*設問一覧*.
1 – 課題文でこの映画に絡むとされる事件を、三つとも挙げてください。
2 – 次の(a)〜(c)が課題文の内容と合っているかを「はい」か「いいえ」で答え、判断の根拠となる課題文の言葉をそのまま引用してください。
(a) 映画で描かれる出来事は1928年に起こった。
(b) 三つの事件は互いに深く結びついた一つの事件である。
(c) 少年は旅費を浮かせられると思って嘘を吐いた。

*課題文*.
# # #

さて、以下、完全にネタバレの感想を書きます。
この映画は、基本的にミステリーなので、ネタバレが嫌いな人は、一切先を読まないで下さい。
この事件ですが、名前の「チェンジリング」の通り「取替え子」としか言いようのない話です(RPPGなどが好きな人には「チェンジリング」は既知の言葉だと思います)。
ある日、息子が行方不明になった。数ヵ月後に警察が保護して連れ帰ってきた子供は、全く別人だった。警察は、その子供は正しい子供であり、「違う」と言うのは、母親が精神に異常があるからだと言う。そして警察は、彼女を強制的に精神病院にぶち込む……。
まるで、妖精が悪さをしたような、悪夢のような話です。
なぜ1928年という近代に、こんな奇妙なことが起こったのか? この映画は、その顛末を描いています。
そしてそこには、「有り得ない」と思うほど、複数の事件が絡んでいます。
事件は、大きく分けると三つあります。
・腐敗した警察による権力の暴走。
・連続幼児誘拐殺人事件。
・嘘吐き少年。
この三つの事件は、完全に独立した別個の事件です。それが同時に一箇所で起こったために、悪夢のような現実が登場します。
主人公が当初知り得ない事実を時系列に書くと、以下のようになります。
1.シングルマザーの子供が行方不明になった(誰も知らないが、本当は連続幼児誘拐殺人犯に連れ去られた)。
2.子供の行方不明が新聞で報道された。
3.ある少年が、「自分が子供だと名乗り出れば、旅費を浮かせられる」と思い、嘘を吐く。
4.当時、不正の発覚が続き、汚名を返上したかった警察が、少年の発見を手柄として大々的に報道する。
5.親子は面会するかが、母親は自分の子供ではないと警察に主張する。

# # #

*所与の記録*.
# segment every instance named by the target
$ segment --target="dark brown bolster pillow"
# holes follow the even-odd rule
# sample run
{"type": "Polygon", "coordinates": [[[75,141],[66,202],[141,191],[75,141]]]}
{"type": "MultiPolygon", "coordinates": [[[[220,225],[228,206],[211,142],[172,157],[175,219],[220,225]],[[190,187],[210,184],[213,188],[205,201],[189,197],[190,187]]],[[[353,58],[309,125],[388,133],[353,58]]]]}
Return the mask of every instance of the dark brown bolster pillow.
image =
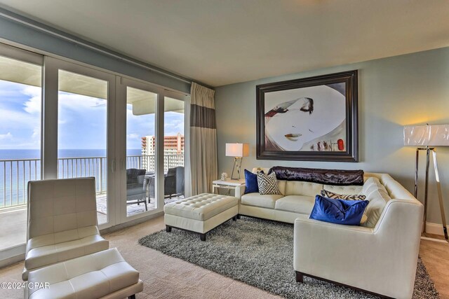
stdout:
{"type": "Polygon", "coordinates": [[[268,172],[279,180],[302,181],[335,186],[363,185],[363,170],[321,169],[275,166],[268,172]]]}

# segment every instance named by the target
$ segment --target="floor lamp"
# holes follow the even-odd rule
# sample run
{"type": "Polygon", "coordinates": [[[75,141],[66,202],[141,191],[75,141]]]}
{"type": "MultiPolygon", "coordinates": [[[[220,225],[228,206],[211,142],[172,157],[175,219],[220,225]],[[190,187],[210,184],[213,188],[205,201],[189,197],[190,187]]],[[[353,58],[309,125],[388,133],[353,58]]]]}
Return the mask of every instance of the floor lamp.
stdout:
{"type": "Polygon", "coordinates": [[[438,163],[436,160],[436,146],[449,146],[449,125],[410,125],[404,127],[404,145],[416,146],[416,166],[415,169],[415,197],[418,193],[418,165],[420,159],[420,152],[426,151],[426,176],[424,178],[424,219],[422,234],[426,236],[426,221],[427,216],[427,200],[429,193],[429,167],[430,153],[432,153],[434,161],[434,169],[435,170],[435,179],[436,181],[436,188],[438,190],[438,198],[440,204],[440,211],[441,213],[441,222],[443,223],[443,232],[444,238],[448,239],[448,229],[446,226],[446,218],[444,213],[444,206],[443,202],[443,194],[441,192],[441,183],[438,171],[438,163]]]}
{"type": "Polygon", "coordinates": [[[234,166],[232,167],[231,179],[240,179],[241,162],[243,160],[243,157],[248,156],[249,148],[248,144],[226,144],[226,155],[227,157],[234,157],[234,166]],[[234,169],[237,171],[237,177],[234,176],[234,169]]]}

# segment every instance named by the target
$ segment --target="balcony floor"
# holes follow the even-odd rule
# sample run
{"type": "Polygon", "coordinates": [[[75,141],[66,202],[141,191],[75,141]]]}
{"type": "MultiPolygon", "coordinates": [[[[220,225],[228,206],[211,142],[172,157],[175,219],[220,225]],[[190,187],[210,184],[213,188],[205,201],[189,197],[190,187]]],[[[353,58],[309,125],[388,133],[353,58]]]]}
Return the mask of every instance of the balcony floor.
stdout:
{"type": "MultiPolygon", "coordinates": [[[[98,223],[104,223],[107,221],[106,195],[97,196],[97,217],[98,223]]],[[[165,203],[184,199],[183,196],[166,199],[165,203]]],[[[156,209],[154,199],[148,204],[148,210],[156,209]]],[[[129,204],[126,207],[128,216],[145,211],[145,205],[129,204]]],[[[0,209],[0,250],[20,245],[27,240],[27,208],[23,207],[15,209],[0,209]]]]}

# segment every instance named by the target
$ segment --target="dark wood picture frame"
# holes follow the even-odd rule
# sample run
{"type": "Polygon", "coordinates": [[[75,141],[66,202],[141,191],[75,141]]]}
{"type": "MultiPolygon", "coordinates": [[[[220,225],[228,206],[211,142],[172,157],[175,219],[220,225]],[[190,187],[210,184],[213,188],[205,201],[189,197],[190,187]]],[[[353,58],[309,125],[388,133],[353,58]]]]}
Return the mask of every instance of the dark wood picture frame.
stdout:
{"type": "MultiPolygon", "coordinates": [[[[257,158],[258,160],[358,162],[357,77],[357,70],[353,70],[257,85],[257,158]],[[342,95],[344,94],[346,101],[346,140],[344,141],[345,142],[344,150],[336,151],[311,150],[309,151],[273,150],[272,148],[269,150],[267,148],[266,143],[269,142],[266,138],[265,132],[265,118],[267,112],[265,111],[265,95],[267,93],[320,85],[335,86],[338,83],[344,83],[345,86],[344,91],[342,93],[340,91],[342,95]]],[[[281,109],[281,108],[278,108],[277,106],[275,108],[281,109]]],[[[285,112],[282,111],[281,113],[285,112]]],[[[311,113],[311,111],[310,113],[311,113]]],[[[341,114],[342,114],[342,111],[341,114]]],[[[326,120],[323,121],[326,121],[326,120]]],[[[344,130],[342,130],[342,132],[344,132],[344,130]]],[[[286,135],[286,137],[288,137],[288,136],[290,135],[286,135]]],[[[329,147],[329,148],[331,148],[329,147]]]]}

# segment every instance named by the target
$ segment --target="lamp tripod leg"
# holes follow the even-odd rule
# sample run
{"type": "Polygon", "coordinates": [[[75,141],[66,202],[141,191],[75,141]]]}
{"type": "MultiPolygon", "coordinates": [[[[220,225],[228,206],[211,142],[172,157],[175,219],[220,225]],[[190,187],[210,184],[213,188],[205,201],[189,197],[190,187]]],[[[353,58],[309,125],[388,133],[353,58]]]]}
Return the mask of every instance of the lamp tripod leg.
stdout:
{"type": "Polygon", "coordinates": [[[443,193],[441,192],[441,183],[440,183],[440,175],[438,171],[438,162],[436,161],[436,151],[435,148],[432,151],[434,158],[434,169],[435,169],[435,179],[436,180],[436,189],[438,190],[438,199],[440,202],[440,211],[441,212],[441,222],[443,223],[443,232],[444,238],[449,242],[448,239],[448,226],[446,225],[446,216],[444,213],[444,206],[443,202],[443,193]]]}

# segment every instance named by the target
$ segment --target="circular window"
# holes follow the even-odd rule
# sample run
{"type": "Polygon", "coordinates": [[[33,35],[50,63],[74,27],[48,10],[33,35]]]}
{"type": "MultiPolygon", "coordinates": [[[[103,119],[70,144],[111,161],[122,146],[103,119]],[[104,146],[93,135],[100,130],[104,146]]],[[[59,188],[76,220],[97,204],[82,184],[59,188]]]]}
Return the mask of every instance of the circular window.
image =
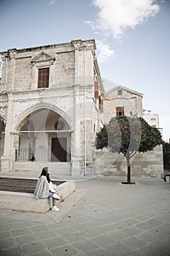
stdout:
{"type": "Polygon", "coordinates": [[[57,121],[54,124],[54,128],[58,130],[64,129],[65,123],[61,120],[57,121]]]}

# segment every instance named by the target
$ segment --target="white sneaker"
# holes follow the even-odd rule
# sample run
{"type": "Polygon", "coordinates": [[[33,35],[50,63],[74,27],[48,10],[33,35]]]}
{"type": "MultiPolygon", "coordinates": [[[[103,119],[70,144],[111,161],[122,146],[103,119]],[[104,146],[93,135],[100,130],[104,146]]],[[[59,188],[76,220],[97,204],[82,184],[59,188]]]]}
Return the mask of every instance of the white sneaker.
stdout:
{"type": "Polygon", "coordinates": [[[53,195],[52,195],[52,197],[56,199],[56,200],[61,200],[60,197],[58,197],[58,195],[55,193],[54,193],[53,195]]]}
{"type": "Polygon", "coordinates": [[[60,209],[56,206],[53,206],[51,208],[51,211],[59,211],[60,209]]]}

# # #

*番号別の解答*.
1 –
・腐敗した警察による権力の暴走
・連続幼児誘拐殺人事件
・嘘吐き少年

2 –
(a) はい。「なぜ1928年という近代に、こんな奇妙なことが起こったのか?」
(b) いいえ。「この三つの事件は、完全に独立した別個の事件です。」
(c) はい。「ある少年が、「自分が子供だと名乗り出れば、旅費を浮かせられる」と思い、嘘を吐く。」